QUOTED PASSAGE:
CONTINUING on the issue of Mindanao’s Lumads, I was fortunate to have met a Manobo descendant who incidentally will perform with me as a member of the Filipino ethnic music group PINASugbu in the upcoming multicultural music event, Beyond Boundaries, in Hamilton, New Zealand. And as I was hosting Fr. Fernando Alombro, Filipino chaplain, in a dinner after the mass organized by the Hamilton Sto. Nino Ecclesial Community on Feb. 19, he told me about Fr. Conrad Casas, a priest in the Bukidnon Diocese, who regularly conducts a feeding program for Lumads in San Fernando, Bukidnon. James Marc, who incorporates the kubing in one of our numbers, Asin’s “Balita,” shared about his relatives who kept the Manobo traditions. One of his uncles, who passed away, a leader of their tribe, was proud to don their traditional costume during important occasions. I asked James if he could speak the Manobo language and he started conversing with me in his native tongue. “Could you teach me to sing a Manobo song?” I asked him. He replied that he would ask his mother to teach him one so he could share it with me. I said that I’d like PINASugbu to perform this in future gigs. As we finished our rehearsal, James was still searching for a photo of his uncle that he wanted to show to me.
Fr. Alombro gave me the Facebook account name of Fr. Conrad. I immediately sent a message introducing myself. It was the next day that the Bukidnon clergy replied, having read my column about Mindanao’s Lumads. He told of having created a feeding program for the Lumads last year at the height of the pandemic, aware on the possibility of them starving. Consisting of 1,268 families, the Lumads have been displaced because of the war raging in their ancestral lands. Fr. Conrad admits that his program is but a ‘band-aid’ remedy, but it is the best that he could under the circumstance. He stated that the Lumads are “really neglected,” referring to the poor state of accommodation and lack of provision for the 6,000 affected individuals.

Stored entries:
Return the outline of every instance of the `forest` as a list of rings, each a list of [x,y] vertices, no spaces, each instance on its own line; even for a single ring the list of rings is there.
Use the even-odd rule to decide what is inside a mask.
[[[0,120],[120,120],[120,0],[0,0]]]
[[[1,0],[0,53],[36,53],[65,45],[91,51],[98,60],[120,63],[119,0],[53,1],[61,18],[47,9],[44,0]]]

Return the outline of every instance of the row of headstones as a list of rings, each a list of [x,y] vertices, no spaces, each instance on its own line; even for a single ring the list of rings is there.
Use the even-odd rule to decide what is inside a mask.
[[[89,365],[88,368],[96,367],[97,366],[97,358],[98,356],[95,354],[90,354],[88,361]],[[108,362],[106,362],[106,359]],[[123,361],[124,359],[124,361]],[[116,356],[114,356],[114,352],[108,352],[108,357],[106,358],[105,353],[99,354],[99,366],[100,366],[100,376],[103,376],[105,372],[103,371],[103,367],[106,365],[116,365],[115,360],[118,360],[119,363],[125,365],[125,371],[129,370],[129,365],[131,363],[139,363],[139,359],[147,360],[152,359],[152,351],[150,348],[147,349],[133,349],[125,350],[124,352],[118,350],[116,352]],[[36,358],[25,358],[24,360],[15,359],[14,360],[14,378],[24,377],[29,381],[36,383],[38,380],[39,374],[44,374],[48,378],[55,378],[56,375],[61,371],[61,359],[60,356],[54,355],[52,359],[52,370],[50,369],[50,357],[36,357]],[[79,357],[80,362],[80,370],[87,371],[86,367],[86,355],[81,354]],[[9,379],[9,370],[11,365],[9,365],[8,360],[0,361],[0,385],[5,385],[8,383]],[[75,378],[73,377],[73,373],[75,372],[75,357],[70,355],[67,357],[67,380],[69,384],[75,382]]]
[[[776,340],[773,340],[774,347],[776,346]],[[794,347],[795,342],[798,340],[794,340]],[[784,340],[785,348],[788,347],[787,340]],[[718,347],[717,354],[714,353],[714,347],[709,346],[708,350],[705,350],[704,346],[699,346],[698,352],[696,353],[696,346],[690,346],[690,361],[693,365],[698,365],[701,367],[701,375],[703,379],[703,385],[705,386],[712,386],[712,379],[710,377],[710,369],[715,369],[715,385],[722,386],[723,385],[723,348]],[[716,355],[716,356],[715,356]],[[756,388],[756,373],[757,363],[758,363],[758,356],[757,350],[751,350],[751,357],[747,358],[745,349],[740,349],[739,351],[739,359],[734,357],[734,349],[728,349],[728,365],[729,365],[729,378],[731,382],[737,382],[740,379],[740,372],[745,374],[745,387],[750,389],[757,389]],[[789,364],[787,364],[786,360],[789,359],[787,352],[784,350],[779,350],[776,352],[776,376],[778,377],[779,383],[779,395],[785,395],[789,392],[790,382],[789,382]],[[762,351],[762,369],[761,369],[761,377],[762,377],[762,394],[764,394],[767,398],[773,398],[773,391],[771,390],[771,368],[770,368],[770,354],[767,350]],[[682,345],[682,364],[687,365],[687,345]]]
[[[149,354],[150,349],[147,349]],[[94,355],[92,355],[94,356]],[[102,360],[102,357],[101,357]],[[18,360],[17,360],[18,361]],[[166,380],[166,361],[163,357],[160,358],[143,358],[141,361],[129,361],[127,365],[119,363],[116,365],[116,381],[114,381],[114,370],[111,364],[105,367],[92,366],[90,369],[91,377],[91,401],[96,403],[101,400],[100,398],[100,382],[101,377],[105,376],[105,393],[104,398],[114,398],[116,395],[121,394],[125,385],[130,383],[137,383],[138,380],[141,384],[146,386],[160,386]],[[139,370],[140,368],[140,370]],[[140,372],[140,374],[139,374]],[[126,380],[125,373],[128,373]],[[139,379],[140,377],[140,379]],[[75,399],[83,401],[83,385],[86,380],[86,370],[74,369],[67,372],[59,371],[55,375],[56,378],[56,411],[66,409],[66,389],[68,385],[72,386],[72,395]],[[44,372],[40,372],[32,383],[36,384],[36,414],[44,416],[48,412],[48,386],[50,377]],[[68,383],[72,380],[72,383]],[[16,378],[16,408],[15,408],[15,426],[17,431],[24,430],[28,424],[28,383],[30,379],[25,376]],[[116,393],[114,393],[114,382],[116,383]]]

ACTIVITY LIST:
1: According to the column on Mindanao's Lumads, why did Fr. Conrad start a feeding program for them? Answer in one to three sentences.
2: Pick up the column on Mindanao's Lumads after its last sentence and keep writing.
The data has no connection to the text.

EXPECTED RESULTS:
1: He started it at the height of the pandemic because he was aware that the Lumads might starve. They had been displaced by the war in their ancestral lands.

2:
In his latest FB posting with accompanying photos, Fr. Conrad wrote: “45th Wave! despite of pandemic, we can always find ways to be a blessing.” I suppose this was the 45th feeding mission of his volunteer group to the Tigwahanons and Matigsalugs, indigenous peoples of Bukidnon.
I sent a message to the National Commission on Indigenous Peoples (NCIP) asking about their position on the “bakwit” children in Cebu and of the accomplishments of their office for 2020. I have yet to get a response, but looking at their official government page, the latest posting was dated Oct. 9, 2020. It should be interesting to know what the NCIP has been doing for the Lumads of Mindanao against harassment and exploitation — and from neglect.